**TASK TO CARRY OUT**. Everything from the line containing "[point] at the white sneaker" to the close of the records below should be output exactly, line by line, with no other lines given.

▶

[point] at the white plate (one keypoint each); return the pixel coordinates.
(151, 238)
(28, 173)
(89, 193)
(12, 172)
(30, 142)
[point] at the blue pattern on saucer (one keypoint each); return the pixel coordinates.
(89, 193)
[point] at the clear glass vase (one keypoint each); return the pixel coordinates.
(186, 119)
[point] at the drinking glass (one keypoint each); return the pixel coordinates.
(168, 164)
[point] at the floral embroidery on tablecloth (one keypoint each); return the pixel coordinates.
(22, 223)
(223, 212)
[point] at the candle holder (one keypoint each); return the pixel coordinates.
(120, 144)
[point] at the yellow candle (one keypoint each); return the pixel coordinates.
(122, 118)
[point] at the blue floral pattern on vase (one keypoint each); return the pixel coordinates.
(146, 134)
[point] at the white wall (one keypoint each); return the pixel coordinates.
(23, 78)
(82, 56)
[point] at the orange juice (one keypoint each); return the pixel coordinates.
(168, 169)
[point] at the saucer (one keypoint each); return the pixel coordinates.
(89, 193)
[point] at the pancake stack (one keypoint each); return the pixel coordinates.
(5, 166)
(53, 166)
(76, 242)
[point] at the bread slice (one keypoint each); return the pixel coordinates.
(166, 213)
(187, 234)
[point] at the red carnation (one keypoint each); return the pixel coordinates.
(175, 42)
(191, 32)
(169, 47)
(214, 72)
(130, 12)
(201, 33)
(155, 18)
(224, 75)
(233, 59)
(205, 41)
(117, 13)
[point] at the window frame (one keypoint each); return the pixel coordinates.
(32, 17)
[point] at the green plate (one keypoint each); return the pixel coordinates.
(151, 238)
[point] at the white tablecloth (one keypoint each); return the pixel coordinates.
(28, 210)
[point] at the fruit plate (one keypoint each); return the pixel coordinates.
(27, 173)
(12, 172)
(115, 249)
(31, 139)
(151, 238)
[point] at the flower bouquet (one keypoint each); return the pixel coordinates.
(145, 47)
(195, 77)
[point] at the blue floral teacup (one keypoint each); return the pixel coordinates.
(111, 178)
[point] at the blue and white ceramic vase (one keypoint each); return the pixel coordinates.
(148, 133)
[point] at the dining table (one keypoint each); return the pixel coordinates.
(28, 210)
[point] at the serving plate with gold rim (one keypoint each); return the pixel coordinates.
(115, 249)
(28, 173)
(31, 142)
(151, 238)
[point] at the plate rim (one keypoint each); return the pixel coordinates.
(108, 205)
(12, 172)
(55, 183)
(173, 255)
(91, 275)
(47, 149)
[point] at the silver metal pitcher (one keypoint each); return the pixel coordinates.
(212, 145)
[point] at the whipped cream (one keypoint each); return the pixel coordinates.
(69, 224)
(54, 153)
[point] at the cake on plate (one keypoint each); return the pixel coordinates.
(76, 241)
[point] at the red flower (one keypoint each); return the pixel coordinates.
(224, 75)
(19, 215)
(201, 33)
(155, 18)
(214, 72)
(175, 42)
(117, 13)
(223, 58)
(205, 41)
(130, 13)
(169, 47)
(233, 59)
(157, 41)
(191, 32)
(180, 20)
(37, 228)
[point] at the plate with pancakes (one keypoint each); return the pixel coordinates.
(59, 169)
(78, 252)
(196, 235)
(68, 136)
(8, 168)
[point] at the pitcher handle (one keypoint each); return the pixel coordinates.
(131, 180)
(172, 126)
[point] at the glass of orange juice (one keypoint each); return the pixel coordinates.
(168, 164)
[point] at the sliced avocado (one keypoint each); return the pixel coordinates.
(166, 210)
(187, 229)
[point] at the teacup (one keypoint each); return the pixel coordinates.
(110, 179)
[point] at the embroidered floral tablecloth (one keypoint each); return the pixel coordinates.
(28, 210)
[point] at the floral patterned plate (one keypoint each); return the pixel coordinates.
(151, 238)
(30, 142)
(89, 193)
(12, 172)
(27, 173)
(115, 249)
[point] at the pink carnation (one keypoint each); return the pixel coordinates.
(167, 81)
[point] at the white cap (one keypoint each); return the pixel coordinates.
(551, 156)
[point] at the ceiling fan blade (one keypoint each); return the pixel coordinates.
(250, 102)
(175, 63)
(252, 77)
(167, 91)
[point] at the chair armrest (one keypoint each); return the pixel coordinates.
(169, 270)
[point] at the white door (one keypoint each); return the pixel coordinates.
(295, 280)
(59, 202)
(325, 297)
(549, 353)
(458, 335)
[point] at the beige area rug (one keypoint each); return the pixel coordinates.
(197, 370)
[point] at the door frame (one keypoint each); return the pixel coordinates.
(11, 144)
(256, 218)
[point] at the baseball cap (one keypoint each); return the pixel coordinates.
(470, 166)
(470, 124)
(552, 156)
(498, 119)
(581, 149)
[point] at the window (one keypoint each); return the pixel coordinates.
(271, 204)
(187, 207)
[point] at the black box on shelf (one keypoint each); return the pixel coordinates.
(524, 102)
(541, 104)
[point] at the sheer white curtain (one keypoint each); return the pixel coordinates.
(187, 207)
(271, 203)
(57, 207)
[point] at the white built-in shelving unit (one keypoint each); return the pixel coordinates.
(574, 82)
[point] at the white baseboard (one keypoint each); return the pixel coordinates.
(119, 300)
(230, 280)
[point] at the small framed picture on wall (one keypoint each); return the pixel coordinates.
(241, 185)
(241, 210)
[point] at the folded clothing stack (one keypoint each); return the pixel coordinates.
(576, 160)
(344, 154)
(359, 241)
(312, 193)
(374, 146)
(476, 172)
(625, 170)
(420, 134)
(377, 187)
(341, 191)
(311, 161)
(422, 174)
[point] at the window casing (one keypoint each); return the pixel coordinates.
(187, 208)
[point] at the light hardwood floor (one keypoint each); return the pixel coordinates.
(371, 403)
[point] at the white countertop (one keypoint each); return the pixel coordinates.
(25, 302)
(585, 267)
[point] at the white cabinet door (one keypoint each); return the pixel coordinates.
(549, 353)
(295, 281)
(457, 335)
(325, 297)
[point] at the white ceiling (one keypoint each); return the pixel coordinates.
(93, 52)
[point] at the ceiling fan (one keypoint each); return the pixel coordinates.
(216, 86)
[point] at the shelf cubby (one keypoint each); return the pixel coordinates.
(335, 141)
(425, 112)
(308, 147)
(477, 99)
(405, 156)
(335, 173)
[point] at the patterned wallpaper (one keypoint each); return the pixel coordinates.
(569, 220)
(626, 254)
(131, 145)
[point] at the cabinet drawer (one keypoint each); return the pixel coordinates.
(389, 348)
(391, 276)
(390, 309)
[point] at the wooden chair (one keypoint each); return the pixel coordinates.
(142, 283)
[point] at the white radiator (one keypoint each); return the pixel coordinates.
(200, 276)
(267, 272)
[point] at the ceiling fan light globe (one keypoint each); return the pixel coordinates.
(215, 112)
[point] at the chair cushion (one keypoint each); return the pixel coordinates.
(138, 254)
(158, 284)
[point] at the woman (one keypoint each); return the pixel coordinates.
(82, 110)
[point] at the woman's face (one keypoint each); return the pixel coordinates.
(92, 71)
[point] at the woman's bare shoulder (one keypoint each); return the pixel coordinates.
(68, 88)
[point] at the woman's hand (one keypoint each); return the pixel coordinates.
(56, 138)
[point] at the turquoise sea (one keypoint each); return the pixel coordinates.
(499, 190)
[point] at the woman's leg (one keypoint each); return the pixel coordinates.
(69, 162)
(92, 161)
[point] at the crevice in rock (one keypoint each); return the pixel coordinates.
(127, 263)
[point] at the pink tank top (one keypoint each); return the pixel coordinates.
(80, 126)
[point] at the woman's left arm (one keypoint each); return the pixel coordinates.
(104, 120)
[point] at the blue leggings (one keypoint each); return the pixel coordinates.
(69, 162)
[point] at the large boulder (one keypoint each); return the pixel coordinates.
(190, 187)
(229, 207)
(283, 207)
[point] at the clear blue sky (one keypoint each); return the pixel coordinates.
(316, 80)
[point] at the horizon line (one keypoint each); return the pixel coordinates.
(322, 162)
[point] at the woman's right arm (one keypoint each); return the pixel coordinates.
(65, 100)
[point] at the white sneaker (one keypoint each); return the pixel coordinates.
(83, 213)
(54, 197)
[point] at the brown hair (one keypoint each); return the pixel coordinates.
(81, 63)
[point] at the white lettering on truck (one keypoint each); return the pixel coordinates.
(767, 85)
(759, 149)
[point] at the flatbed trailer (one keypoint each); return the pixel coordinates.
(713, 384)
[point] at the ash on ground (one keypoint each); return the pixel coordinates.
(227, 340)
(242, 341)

◀

**YOUR RESPONSE**.
[point] at the white sneaker (one keypoint each); return the pixel coordinates.
(83, 213)
(54, 197)
[point] at the brown hair (one keypoint each); return the pixel coordinates.
(81, 63)
[point] at the white lettering on truck (one keypoint each); return the pixel coordinates.
(767, 85)
(759, 149)
[point] at the flatbed trailer (one keypoint each); return the pixel coordinates.
(713, 384)
[point] at the ash on ground (one keypoint each); return the pixel coordinates.
(227, 340)
(242, 341)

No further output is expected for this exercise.